Extrait choisi:
───
On parle insuffisamment du Staatsballet Berlin, quelque peu éclipsé par ceux de Hambourg, Vienne et de Munich. Pourtant, la troupe, reconfigurée en 2004 par la réunion des trois compagnies classiques existant alors à Berlin, fait la preuve d’une fidèle appartenance à la grande tradition, d’un style véritable malgré la multiplicité des nationalités de sa centaine de danseurs, et d’une aptitude à faire retrouver les chemins d’un lyrisme qui s’estompe dans le panorama de la danse d’aujourd’hui. Et qui risque de l’être plus encore lorsqu’à la saison prochaine la très médiatisée Sasha Waltz viendra seconder le Suédois Johannes Öhman, à ce jour directeur. Un duo dont on espère qu’il ne sera pas nuisible au bel équilibre affiché par la compagnie, entre l’ancien et le moderne !
 
Car Onegin conçu par John Cranko en 1965 et revu en 1967, ballet mythique s’il en est – et où John Neumeier, disciple du chorégraphe, puisa sans doute les éléments de son style narratif puisque sa Dame aux camelias fut créée à Stuttgart en 1978, onze années après – devient ici, porté par la fougue de la troupe, les costumes d’ Elisabeth Dalton, qui immergent dans l’époque de Pouchkine un manifeste brûlant du mal de vivre romantique, avec ses folies et ses déchirures. L’œuvre, inscrite au répertoire du Staatsoper depuis 2003, apparaît comme le prototype du ballet littéraire qui devait ensuite faire florès avec Neumeier, Mac Millan ou Maillot, et continue de mûrir avec une force indéniable, ce qui l’inscrit dans le rare cercle des chefs-d’œuvre du ballet néoromantique sur lequel le temps ne peut rien. Bien plus, la chorégraphie de Cranko, loin d’imposer des variations insipides ou inopportunes, se déroule en un long flot où tout semble naturel, un théâtre dansé où geste et musique rebondissent l’un sur l’autre sans solution de continuité.
───
Enregistrements d'annotation de position
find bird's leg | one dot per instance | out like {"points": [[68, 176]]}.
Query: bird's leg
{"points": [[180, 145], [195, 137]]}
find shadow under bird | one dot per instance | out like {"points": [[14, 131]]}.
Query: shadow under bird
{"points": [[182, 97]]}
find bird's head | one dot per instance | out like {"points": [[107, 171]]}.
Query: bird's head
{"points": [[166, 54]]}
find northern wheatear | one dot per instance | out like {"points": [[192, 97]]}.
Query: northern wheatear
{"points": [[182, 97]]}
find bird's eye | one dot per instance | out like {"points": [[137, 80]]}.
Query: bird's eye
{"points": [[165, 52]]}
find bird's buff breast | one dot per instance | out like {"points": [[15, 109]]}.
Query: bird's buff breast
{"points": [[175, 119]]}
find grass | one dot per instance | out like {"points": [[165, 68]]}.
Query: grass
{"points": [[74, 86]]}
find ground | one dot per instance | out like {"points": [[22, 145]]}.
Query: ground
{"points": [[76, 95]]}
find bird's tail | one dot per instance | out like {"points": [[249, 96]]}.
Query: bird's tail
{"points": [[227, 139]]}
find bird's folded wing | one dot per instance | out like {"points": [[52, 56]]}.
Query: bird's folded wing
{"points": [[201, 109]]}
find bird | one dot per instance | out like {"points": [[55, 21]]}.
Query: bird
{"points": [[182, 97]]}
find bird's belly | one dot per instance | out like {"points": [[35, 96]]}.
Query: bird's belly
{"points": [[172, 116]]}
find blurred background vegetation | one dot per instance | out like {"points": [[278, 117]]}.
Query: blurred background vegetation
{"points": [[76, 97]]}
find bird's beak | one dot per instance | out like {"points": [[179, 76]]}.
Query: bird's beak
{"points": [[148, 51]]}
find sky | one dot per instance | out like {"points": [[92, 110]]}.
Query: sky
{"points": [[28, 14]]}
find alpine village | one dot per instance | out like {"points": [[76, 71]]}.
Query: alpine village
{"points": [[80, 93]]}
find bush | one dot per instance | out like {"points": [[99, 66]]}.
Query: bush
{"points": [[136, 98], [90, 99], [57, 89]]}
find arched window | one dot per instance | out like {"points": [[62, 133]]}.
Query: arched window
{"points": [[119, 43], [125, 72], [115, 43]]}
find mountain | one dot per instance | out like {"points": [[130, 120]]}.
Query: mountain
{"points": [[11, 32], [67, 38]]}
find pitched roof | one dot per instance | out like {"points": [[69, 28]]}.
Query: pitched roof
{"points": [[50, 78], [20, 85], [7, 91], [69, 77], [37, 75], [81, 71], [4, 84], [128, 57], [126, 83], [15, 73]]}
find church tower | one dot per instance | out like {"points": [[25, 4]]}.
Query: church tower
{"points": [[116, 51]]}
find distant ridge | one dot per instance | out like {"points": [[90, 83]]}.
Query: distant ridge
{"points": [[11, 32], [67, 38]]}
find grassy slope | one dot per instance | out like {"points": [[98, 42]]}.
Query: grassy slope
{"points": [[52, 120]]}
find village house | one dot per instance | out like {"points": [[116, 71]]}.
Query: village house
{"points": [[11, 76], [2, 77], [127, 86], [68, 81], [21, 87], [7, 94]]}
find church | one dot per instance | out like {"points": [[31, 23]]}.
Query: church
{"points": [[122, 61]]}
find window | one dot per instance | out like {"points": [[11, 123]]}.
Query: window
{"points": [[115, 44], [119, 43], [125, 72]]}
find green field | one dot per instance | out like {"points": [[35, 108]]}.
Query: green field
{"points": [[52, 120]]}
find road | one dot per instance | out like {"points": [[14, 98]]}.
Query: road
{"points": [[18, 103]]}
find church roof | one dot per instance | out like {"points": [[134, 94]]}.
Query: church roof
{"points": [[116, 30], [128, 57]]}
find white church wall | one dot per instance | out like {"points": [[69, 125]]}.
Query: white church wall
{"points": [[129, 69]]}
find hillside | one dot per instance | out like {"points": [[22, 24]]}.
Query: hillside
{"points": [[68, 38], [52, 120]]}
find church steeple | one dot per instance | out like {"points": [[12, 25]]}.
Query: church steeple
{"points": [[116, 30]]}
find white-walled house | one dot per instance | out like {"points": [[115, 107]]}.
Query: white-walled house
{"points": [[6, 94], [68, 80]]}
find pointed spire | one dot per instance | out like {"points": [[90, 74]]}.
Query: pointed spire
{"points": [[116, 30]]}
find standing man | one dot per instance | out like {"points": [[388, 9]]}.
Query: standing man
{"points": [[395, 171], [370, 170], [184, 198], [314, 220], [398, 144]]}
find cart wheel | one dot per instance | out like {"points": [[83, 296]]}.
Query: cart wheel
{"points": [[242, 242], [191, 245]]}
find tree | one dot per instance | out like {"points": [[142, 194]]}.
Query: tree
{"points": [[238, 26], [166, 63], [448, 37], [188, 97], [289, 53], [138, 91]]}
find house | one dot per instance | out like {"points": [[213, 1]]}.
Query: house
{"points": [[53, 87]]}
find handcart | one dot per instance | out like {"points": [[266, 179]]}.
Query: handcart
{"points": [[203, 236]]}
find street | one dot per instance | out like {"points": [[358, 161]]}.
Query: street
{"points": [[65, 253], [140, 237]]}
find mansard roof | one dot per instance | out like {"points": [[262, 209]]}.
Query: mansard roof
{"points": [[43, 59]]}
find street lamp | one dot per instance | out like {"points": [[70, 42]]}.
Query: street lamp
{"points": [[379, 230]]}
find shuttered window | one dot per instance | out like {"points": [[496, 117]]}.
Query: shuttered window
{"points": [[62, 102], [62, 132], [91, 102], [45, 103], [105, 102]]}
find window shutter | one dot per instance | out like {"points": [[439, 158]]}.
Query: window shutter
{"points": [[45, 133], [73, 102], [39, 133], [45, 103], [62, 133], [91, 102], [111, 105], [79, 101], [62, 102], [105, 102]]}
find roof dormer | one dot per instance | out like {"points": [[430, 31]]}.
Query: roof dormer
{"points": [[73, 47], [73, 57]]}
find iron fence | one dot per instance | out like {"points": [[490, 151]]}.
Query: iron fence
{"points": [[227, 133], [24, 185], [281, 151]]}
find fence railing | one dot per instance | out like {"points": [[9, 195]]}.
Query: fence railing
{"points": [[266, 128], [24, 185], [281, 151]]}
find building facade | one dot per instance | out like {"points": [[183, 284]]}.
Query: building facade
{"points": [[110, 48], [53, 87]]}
───
Tâches à réaliser:
1. Dans l'extrait sur le Staatsballet Berlin, qui dirige actuellement la compagnie ?
2. Prolongez l'extrait sur le Staatsballet Berlin en reprenant juste après sa dernière phrase.
Ces enregistrements constituent un contenu à part, indépendant de l'extrait.

Réponses par tâche:
1. Le Suédois Johannes Öhman.

2.
© Yan Revazov
 
Musique justement, car on l’a souvent dit, pour aimer l’Onegin de Cranko à sa juste portée, qui est considérable, il faut, ou, ne pas bien connaître l’opéra de Tchaïkovski, ou, voir le ballet à plusieurs reprises pour s’habituer peu à peu à l’absence d’une musique qui est l’un des sommets de l’œuvre du compositeur. Car Cranko, ne voulant pas quitter le monde russe créé par le roman de Pouchkine, mais sans effleurer l’opéra lui-même, fit puiser chez Tchaïkovski la totalité des pièces sur lesquelles se déroule le ballet. Le compositeur Kurt-Heinz Stolze, son complice, s’acquitta fort bien de ce pari difficile, empruntant notamment à Francesca da Rimini les ouragans dramatiques sur lesquels se déroule le dernier pas de deux entre Onegin et Tatiana, avant l’adieu…
 
De magnifiques costumes signés Elisabeth Dalton, on l’a dit, un décor délicat, parfois rutilant, mais où rien ne pèse, cette production, dont c’était ici la dernière représentation de la saison, rehausse le prestige du ballet berlinois, son intelligence du texte chorégraphique et de ce fait montre combien l’écriture du maître se rapproche finalement plus du texte de Pouchkine que l’opéra : ainsi, pour le difficile épisode dansé de la lettre, a-t-il eu l’idée de faire apparaître Onegin dans la chambre de la jeune fille, en un rêve amoureux que décrit précisément le roman :  « vision radieuse qui des ténèbres vaporeuses, sortit et effleura mon lit ». Si Pouchkine le dit !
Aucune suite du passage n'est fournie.